REQUIRED WORK> Collect every line below that contains the word "trim", and copy each one in full.
-*-*-
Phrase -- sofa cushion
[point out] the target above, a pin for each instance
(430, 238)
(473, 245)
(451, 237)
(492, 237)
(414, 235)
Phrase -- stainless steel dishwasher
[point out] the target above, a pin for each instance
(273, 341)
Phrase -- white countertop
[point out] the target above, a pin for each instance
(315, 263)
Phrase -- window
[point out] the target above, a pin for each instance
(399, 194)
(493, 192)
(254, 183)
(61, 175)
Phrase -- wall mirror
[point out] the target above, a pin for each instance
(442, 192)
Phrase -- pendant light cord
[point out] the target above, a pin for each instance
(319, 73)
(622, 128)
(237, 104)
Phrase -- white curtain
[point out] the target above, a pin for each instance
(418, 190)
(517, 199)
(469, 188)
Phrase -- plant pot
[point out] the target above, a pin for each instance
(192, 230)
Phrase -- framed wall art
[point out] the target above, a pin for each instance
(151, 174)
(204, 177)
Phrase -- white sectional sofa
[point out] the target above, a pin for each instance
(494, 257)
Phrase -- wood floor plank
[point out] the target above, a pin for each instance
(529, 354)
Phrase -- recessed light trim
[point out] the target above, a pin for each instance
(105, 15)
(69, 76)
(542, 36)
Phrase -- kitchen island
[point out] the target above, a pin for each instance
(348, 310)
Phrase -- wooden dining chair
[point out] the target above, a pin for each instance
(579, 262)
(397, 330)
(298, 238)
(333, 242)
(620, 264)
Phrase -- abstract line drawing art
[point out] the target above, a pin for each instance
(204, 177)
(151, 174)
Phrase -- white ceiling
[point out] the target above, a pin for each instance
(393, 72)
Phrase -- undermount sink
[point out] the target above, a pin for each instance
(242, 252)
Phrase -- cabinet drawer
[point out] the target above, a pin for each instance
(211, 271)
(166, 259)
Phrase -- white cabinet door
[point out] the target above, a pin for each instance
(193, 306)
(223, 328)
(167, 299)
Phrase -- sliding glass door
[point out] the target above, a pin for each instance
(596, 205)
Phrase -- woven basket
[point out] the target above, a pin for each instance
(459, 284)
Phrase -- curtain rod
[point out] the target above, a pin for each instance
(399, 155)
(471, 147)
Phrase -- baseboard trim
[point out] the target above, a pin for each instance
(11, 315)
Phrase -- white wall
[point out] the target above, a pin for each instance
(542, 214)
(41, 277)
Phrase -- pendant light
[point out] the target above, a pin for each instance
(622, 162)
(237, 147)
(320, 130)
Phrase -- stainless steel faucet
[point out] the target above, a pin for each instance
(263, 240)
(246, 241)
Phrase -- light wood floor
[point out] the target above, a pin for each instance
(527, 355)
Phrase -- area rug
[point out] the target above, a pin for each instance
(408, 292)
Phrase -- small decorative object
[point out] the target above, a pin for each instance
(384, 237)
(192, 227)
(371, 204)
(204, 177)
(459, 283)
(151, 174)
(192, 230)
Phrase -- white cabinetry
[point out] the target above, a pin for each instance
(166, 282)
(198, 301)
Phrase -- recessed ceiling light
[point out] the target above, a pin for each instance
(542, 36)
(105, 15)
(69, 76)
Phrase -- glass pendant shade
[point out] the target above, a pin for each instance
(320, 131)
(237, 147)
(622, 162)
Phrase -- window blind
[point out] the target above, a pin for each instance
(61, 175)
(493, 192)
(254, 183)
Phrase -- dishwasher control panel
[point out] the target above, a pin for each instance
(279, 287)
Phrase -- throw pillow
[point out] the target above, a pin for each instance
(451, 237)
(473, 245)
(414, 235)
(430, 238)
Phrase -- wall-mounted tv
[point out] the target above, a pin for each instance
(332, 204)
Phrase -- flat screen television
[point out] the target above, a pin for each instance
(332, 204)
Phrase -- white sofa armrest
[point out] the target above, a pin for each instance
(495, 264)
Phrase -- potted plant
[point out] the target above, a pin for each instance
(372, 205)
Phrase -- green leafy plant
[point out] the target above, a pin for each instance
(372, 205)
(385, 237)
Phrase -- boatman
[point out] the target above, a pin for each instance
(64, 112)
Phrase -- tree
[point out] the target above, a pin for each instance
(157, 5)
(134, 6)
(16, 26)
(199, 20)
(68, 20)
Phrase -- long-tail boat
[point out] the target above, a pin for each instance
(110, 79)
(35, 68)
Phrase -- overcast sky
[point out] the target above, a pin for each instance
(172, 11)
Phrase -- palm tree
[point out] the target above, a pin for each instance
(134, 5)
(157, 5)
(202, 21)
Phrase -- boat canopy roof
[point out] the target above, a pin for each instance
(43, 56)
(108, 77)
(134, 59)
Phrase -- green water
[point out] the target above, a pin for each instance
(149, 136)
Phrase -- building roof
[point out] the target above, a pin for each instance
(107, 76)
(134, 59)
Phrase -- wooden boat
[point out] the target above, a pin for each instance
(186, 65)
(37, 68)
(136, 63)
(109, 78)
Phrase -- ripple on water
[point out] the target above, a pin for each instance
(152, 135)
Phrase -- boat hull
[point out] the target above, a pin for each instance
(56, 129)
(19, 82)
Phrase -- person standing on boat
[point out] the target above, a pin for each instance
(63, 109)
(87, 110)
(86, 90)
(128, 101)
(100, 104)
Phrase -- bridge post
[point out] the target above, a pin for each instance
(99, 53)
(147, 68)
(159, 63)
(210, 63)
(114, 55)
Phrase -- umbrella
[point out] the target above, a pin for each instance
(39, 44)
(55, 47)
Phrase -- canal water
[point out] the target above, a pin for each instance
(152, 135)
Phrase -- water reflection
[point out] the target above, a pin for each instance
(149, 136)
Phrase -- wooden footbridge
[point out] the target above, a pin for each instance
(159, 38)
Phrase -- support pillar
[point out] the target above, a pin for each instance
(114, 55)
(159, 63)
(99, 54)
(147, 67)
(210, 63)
-*-*-
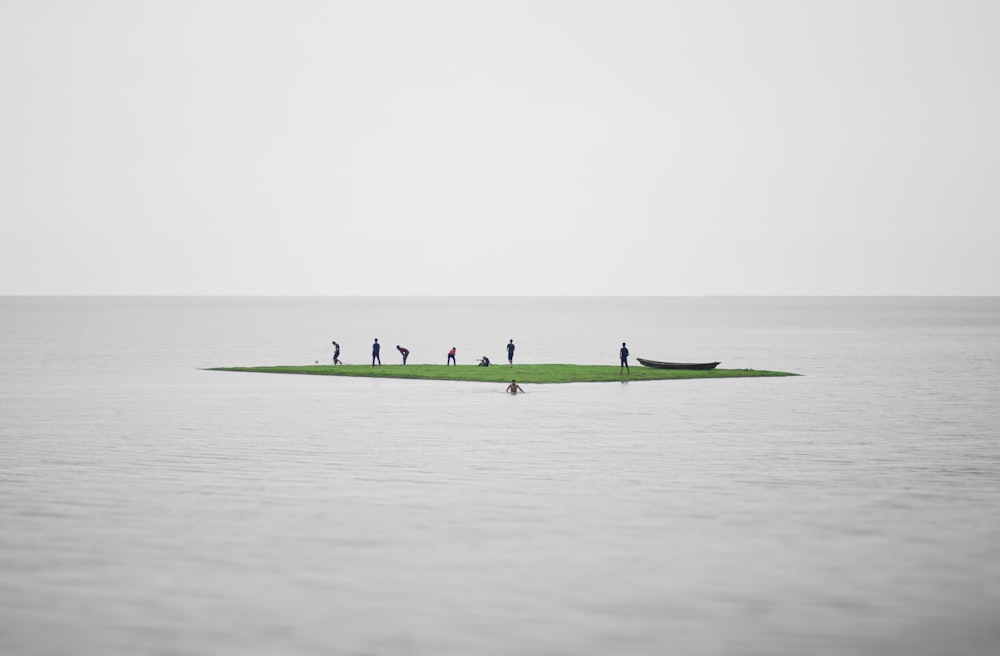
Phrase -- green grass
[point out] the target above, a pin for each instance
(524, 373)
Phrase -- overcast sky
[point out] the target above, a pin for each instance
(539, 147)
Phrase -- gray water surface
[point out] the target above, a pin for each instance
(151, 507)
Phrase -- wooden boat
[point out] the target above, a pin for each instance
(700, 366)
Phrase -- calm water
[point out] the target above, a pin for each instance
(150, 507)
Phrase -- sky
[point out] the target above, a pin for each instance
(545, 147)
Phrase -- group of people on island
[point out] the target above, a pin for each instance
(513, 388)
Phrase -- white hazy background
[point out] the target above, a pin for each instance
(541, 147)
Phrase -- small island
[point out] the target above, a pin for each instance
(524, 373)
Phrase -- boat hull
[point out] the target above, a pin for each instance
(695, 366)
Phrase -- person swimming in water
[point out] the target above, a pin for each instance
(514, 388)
-*-*-
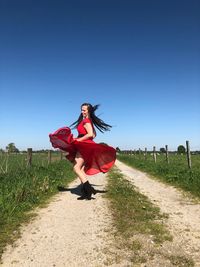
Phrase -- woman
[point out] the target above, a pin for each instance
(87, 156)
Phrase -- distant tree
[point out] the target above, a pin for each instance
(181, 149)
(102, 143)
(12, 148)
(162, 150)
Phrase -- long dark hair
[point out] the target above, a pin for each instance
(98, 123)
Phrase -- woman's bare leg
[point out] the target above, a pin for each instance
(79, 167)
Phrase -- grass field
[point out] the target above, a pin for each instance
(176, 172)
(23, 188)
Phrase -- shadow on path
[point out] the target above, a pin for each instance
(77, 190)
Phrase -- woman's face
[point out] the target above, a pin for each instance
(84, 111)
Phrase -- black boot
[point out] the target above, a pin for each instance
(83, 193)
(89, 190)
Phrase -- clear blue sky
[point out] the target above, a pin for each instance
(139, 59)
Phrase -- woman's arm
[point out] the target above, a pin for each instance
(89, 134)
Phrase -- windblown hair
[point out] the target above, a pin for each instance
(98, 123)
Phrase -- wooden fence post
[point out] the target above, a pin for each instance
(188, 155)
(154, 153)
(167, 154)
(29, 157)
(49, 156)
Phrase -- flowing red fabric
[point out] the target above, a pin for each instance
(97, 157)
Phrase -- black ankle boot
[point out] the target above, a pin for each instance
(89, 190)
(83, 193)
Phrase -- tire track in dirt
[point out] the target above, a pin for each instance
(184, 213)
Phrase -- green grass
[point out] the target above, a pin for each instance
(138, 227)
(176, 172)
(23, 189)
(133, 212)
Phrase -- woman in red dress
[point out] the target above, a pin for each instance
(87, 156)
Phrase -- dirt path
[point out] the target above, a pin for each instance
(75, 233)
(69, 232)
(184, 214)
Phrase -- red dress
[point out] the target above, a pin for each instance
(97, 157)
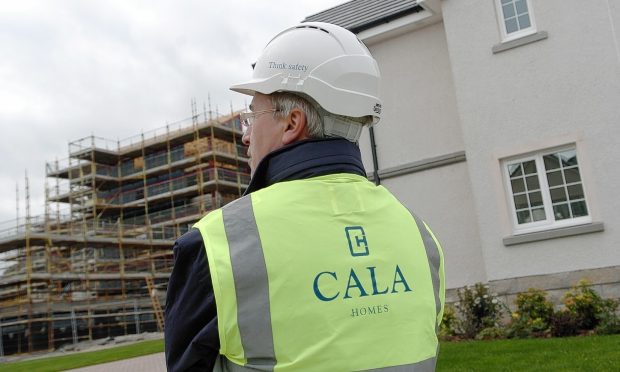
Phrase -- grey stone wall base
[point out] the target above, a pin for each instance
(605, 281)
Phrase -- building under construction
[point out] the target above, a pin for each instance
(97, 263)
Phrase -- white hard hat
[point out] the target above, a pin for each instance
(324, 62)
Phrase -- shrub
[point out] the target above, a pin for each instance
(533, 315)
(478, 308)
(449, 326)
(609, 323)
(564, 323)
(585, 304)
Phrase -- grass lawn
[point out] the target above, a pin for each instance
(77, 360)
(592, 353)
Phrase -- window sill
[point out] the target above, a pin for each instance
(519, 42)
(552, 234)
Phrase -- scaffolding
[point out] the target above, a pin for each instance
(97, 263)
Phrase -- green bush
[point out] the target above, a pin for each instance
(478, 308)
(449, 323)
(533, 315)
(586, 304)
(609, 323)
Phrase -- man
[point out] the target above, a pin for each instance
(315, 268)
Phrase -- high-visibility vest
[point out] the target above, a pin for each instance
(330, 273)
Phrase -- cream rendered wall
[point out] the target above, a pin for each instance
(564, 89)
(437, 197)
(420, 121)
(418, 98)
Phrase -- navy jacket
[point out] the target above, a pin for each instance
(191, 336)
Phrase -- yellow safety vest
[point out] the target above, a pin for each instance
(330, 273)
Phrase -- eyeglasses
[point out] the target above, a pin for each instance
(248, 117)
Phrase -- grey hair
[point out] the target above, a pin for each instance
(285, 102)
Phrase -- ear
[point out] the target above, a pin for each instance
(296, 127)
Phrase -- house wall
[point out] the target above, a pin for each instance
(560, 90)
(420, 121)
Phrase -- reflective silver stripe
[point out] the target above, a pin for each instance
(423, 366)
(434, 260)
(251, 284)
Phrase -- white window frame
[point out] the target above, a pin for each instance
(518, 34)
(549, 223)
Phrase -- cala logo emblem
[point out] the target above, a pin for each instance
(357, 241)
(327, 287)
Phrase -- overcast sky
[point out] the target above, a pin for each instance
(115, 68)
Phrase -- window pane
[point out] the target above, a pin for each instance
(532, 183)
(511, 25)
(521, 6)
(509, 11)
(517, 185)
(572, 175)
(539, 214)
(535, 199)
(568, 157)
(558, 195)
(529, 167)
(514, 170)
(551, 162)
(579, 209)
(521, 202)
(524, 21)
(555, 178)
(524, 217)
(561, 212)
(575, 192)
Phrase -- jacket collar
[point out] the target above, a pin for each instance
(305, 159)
-*-*-
OUTPUT OF THE EXERCISE>
Phrase -- recessed light trim
Phrase -- baseboard trim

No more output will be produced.